__TASKS FOR THIS EXERCISE__:
**a.** Answer these questions from the Y2K roundtable excerpt, one line each:
(i) Who is chief information officer of New Jersey?
(ii) According to Steve E. Kolodney, which office instructed state agencies to direct all available resources to resolving year-2000 issues?
(iii) What date does John A. Koskinen name as the ultimate deadline that cannot be delayed?
**b.** Repeat word for word the part of the Y2K roundtable excerpt that opens with the words containing "James G. Natoli" and closes with "ever-growing citizen demands.".

__SOURCE EXCERPT__:
October 31, 1998 By Christina Fusilero,Tod Newcombe
is director of the Department
of Information Systems and Telecommunications for
Montgomery County, Md.
Debra Clark Jones
is director of North Carolina's
Statewide Year 2000 Program
Management Office.
Steve E. Kolodney
is director of the Department of
Information Services in the state
of Washington
John A. Koskinen
is an assistant to President Clinton
and chair of the President's Council
on Year 2000 Conversion.
James G. Natoli
is director of State Operations
and chair of the Governor's Office
for Technology in New York.
Wendy W. Rayner
is chief information
officer of New Jersey.
Tom Ridge
is governor of Pennsylvania
Question One:
How is Y2K conversion affecting ongoing technology projects and new systems development in your jurisdication?
--------------------------------------------------------------------------------
Donald V. Evans
Executive leadership is having to make tough choices. Y2K conversion is causing decision-makers to consider halting the implementation of requirements generated by federal devolution and is delaying requirements generated by ever-growing citizen demands.
Debra Clark Jones
State agencies have been requested to prioritize year-2000 fixes over new development work to meet the year-2000 deadline. In many instances, resources have been pulled from ongoing technology projects and new systems development throughout the state of North Carolina to complete year-2000 remediation.
Steve E. Kolodney
State agencies were instructed by the Office of Financial Management to direct all available resources to resolving year-2000 issues before embarking on other non-critical or mandated systems projects. Significant new development has been suspended in many agencies while Y2K issues are resolved.
John A. Koskinen
Federal agencies are devoting significant resources to Y2K -- their top management priority. The Y2K problem is unique because the ultimate deadline, January 1, 2000, cannot be delayed. As such, agencies have had to make tough choices about how to best allocate resources to ensure that year-2000 remediation is completed on time. For many agencies, these choices have included delaying technology projects.

__DATASET RECORDS__:

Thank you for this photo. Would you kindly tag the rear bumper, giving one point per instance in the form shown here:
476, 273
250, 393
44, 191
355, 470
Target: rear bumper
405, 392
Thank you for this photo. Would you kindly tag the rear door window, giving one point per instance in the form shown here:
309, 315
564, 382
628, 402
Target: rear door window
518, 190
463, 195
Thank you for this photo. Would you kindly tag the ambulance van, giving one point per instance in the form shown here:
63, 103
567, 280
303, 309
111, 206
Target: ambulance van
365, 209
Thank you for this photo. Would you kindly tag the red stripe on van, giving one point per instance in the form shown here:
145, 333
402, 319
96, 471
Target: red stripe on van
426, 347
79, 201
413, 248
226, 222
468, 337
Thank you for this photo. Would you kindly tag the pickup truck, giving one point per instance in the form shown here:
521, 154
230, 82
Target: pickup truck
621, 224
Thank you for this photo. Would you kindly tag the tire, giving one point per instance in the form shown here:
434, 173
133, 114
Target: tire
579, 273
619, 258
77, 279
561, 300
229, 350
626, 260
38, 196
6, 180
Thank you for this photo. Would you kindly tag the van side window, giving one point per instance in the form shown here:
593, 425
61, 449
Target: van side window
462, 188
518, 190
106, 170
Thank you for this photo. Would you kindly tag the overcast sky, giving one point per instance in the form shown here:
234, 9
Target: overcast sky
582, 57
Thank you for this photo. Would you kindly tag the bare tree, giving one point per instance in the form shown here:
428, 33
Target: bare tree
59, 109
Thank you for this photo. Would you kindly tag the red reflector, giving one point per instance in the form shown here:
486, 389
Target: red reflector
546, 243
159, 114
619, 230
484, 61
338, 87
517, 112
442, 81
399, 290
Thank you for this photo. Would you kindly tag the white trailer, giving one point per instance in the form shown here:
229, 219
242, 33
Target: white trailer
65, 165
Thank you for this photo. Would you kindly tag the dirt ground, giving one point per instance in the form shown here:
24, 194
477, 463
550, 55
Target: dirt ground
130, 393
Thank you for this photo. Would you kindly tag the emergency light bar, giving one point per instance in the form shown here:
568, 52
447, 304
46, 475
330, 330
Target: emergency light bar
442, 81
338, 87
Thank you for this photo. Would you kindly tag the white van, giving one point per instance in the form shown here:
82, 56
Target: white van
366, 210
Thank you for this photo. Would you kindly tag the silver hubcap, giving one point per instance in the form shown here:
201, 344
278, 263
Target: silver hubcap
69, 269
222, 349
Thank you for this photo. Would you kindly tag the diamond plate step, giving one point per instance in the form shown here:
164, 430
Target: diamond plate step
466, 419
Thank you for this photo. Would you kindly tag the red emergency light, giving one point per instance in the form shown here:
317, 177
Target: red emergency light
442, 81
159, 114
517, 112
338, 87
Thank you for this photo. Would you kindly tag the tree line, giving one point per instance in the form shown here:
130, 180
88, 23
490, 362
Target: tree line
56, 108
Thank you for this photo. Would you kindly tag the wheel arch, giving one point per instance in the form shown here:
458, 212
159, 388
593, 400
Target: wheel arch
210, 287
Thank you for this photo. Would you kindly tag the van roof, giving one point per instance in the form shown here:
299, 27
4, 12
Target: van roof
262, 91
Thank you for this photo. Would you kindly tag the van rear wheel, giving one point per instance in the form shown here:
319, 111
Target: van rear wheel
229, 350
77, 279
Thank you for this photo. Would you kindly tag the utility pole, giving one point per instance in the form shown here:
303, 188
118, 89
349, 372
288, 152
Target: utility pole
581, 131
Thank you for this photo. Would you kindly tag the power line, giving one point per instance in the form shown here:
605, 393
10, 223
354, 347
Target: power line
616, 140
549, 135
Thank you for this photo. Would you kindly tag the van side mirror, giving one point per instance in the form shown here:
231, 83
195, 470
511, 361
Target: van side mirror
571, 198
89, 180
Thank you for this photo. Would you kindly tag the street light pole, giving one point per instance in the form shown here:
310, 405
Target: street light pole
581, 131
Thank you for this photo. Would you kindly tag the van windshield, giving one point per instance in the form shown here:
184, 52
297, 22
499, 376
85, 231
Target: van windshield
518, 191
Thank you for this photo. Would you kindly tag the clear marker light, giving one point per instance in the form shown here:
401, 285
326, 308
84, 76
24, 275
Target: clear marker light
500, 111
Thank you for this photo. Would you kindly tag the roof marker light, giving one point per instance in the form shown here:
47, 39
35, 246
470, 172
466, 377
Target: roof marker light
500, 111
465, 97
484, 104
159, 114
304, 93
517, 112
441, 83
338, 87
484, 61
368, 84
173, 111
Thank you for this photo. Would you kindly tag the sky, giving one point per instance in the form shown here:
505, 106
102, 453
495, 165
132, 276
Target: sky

__SOLUTIONS FOR EACH TASK__:
**a.**
(i) Wendy W. Rayner
(ii) The Office of Financial Management
(iii) January 1, 2000

**b.**
James G. Natoli
is director of State Operations
and chair of the Governor's Office
for Technology in New York.
Wendy W. Rayner
is chief information
officer of New Jersey.
Tom Ridge
is governor of Pennsylvania
Question One:
How is Y2K conversion affecting ongoing technology projects and new systems development in your jurisdication?
--------------------------------------------------------------------------------
Donald V. Evans
Executive leadership is having to make tough choices. Y2K conversion is causing decision-makers to consider halting the implementation of requirements generated by federal devolution and is delaying requirements generated by ever-growing citizen demands.